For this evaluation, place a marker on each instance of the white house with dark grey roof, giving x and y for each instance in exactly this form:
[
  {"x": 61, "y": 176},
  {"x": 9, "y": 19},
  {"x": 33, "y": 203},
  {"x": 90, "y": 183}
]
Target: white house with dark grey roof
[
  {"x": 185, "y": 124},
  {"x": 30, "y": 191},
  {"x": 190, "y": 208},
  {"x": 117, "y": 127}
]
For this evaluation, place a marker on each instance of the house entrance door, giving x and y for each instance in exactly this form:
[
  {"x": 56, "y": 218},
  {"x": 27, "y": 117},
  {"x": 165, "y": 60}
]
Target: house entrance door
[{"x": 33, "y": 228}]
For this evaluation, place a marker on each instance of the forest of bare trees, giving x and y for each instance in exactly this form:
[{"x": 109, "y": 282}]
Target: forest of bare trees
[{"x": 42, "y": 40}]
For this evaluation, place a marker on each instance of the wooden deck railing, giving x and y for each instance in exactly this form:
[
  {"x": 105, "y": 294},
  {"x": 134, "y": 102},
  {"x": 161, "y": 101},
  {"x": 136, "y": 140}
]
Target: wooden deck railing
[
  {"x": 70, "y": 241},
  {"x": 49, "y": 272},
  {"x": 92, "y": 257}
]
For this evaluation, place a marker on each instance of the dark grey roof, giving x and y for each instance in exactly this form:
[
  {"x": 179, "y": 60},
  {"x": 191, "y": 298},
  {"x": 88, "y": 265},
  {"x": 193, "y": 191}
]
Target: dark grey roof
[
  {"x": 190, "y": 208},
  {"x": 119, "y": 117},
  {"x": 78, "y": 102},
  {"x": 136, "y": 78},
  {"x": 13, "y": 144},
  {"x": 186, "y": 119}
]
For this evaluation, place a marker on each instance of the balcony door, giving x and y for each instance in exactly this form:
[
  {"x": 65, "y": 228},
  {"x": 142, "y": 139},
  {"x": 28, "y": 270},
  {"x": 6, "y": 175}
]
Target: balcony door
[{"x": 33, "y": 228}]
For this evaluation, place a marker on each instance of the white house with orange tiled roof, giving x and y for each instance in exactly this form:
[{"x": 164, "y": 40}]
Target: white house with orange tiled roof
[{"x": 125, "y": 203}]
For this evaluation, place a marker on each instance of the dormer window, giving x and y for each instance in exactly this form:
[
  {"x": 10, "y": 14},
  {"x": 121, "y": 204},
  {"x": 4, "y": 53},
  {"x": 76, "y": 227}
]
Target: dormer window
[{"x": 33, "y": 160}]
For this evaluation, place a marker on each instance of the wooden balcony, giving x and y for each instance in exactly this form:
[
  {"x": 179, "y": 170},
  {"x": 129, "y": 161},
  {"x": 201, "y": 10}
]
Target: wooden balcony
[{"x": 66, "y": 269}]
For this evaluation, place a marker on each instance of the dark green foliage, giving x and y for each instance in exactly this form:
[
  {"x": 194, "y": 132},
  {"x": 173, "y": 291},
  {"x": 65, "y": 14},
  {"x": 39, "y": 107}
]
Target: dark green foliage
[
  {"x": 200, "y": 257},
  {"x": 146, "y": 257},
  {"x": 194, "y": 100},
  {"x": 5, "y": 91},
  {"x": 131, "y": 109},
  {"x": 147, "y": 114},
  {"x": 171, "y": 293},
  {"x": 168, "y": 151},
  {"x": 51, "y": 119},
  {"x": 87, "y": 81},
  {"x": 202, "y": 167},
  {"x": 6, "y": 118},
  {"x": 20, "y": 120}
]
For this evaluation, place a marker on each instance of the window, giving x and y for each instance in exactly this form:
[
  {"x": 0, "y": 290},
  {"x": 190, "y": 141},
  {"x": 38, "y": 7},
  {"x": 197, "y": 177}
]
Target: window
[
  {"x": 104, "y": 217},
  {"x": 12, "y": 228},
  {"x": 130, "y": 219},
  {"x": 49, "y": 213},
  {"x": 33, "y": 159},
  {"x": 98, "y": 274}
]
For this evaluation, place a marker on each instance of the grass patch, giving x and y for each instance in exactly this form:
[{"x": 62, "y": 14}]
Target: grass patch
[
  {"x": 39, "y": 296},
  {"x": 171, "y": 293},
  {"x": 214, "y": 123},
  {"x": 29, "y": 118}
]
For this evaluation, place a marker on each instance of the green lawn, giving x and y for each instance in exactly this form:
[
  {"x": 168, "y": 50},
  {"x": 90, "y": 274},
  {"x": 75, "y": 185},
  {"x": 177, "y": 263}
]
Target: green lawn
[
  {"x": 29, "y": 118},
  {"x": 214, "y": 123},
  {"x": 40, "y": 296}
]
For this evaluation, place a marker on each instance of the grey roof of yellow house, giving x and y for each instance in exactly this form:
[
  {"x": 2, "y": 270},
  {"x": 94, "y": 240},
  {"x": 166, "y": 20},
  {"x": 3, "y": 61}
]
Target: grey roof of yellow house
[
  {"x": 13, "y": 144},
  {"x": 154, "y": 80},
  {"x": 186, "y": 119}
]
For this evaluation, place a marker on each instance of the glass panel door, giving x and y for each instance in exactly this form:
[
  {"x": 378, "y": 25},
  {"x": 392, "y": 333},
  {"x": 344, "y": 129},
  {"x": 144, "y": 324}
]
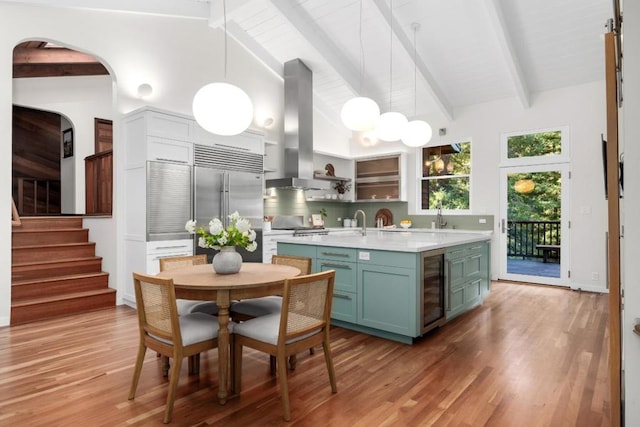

INSTRUCTIONS FOR THE TASK >>
Rewrite all of the records above with "place a marker on" swapped for "put a point on" everywhere, keeping everything else the same. Leave out the pictures.

SOLUTION TO THIS TASK >>
For this evaluation, put a point on each instance of the white house with dark grey roof, giving x and y for each instance in exactly this form:
[
  {"x": 61, "y": 176},
  {"x": 9, "y": 19},
  {"x": 33, "y": 203},
  {"x": 90, "y": 183}
]
Target: white house with dark grey roof
[
  {"x": 185, "y": 124},
  {"x": 30, "y": 191},
  {"x": 190, "y": 208},
  {"x": 117, "y": 127}
]
For this evaluation, put a point on each instance of the house entrance door, giving x and y for each instance in exactly this form:
[
  {"x": 56, "y": 218},
  {"x": 27, "y": 117},
  {"x": 165, "y": 60}
]
Target: house entrance door
[{"x": 33, "y": 228}]
For this evaluation, put a point on each instance of the forest of bare trees, giving x and y for each instance in exactly this form:
[{"x": 109, "y": 282}]
Target: forest of bare trees
[{"x": 42, "y": 40}]
For this evaluation, put a point on each instance of the wooden deck railing, giving x and y for each instance in exactly this form:
[
  {"x": 105, "y": 294},
  {"x": 134, "y": 102},
  {"x": 161, "y": 101},
  {"x": 136, "y": 140}
]
Target: wooden deck railing
[
  {"x": 70, "y": 241},
  {"x": 49, "y": 272},
  {"x": 92, "y": 257}
]
For this evaluation, put a point on each instance of the dark grey roof, giving x and y for each instance in exactly this form:
[
  {"x": 179, "y": 60},
  {"x": 191, "y": 298},
  {"x": 88, "y": 265},
  {"x": 193, "y": 191}
]
Target: dark grey roof
[
  {"x": 190, "y": 208},
  {"x": 119, "y": 117},
  {"x": 78, "y": 102},
  {"x": 136, "y": 78},
  {"x": 13, "y": 144},
  {"x": 186, "y": 119}
]
For this evaluation, put a point on each instance of the balcony door, giving x and y for each instance in exactly this form:
[
  {"x": 65, "y": 228},
  {"x": 142, "y": 139},
  {"x": 28, "y": 270},
  {"x": 6, "y": 175}
]
Target: balcony door
[{"x": 33, "y": 228}]
For this evaluation, put a point on each instance of the white house with orange tiled roof, giving x and y for each instance in exactly this form:
[{"x": 164, "y": 40}]
Target: white house with orange tiled roof
[{"x": 125, "y": 203}]
For this evaluation, put a point on each instance of the dormer window, giving x and y for each instance in exactly this form:
[
  {"x": 10, "y": 14},
  {"x": 121, "y": 204},
  {"x": 4, "y": 53},
  {"x": 76, "y": 227}
]
Target: dormer window
[{"x": 33, "y": 160}]
For this evaluation, put a point on each instance of the wooden balcony, giving x and y for each instance in exactly this form:
[
  {"x": 179, "y": 170},
  {"x": 129, "y": 161},
  {"x": 201, "y": 10}
]
Target: wooden balcony
[{"x": 66, "y": 269}]
For this evaluation, put a point on each instance of the dark green foliage, giving x and y for each instance in exactly this form:
[
  {"x": 194, "y": 132},
  {"x": 173, "y": 291},
  {"x": 65, "y": 14},
  {"x": 39, "y": 107}
]
Target: dark green foliage
[
  {"x": 200, "y": 257},
  {"x": 146, "y": 257},
  {"x": 194, "y": 100},
  {"x": 5, "y": 91},
  {"x": 131, "y": 109},
  {"x": 147, "y": 114},
  {"x": 171, "y": 293},
  {"x": 168, "y": 151},
  {"x": 51, "y": 119},
  {"x": 87, "y": 81},
  {"x": 202, "y": 167},
  {"x": 6, "y": 118},
  {"x": 20, "y": 120}
]
For this evaluation, put a point on each instance of the window, giving x and y for each instance in exactly this form:
[
  {"x": 0, "y": 290},
  {"x": 190, "y": 141},
  {"x": 38, "y": 7},
  {"x": 197, "y": 177}
]
Target: window
[
  {"x": 104, "y": 217},
  {"x": 12, "y": 228},
  {"x": 130, "y": 219},
  {"x": 49, "y": 213},
  {"x": 33, "y": 159},
  {"x": 98, "y": 274}
]
For this evaluation, put a point on each instance of the grass patch, giving x and y for each instance in exactly this form:
[{"x": 62, "y": 14}]
Target: grass patch
[
  {"x": 39, "y": 296},
  {"x": 171, "y": 293},
  {"x": 214, "y": 123},
  {"x": 29, "y": 118}
]
For this evaluation, put a point on each instance of the green lawn, giving x and y for each instance in exactly this form:
[
  {"x": 168, "y": 50},
  {"x": 90, "y": 274},
  {"x": 75, "y": 185},
  {"x": 177, "y": 263}
]
Target: green lawn
[
  {"x": 29, "y": 118},
  {"x": 214, "y": 123},
  {"x": 40, "y": 296}
]
For this evaluation, put a point on each instance of the grey roof of yellow house, giving x and y for each instance in exactly this form:
[
  {"x": 2, "y": 270},
  {"x": 94, "y": 240},
  {"x": 166, "y": 20},
  {"x": 3, "y": 61}
]
Target: grey roof of yellow house
[
  {"x": 13, "y": 144},
  {"x": 154, "y": 80},
  {"x": 186, "y": 119}
]
For this evaluation, put a point on each instance of the glass panel door, giving x and y for each instance in exactly this form:
[
  {"x": 378, "y": 25},
  {"x": 392, "y": 333},
  {"x": 344, "y": 129},
  {"x": 144, "y": 324}
]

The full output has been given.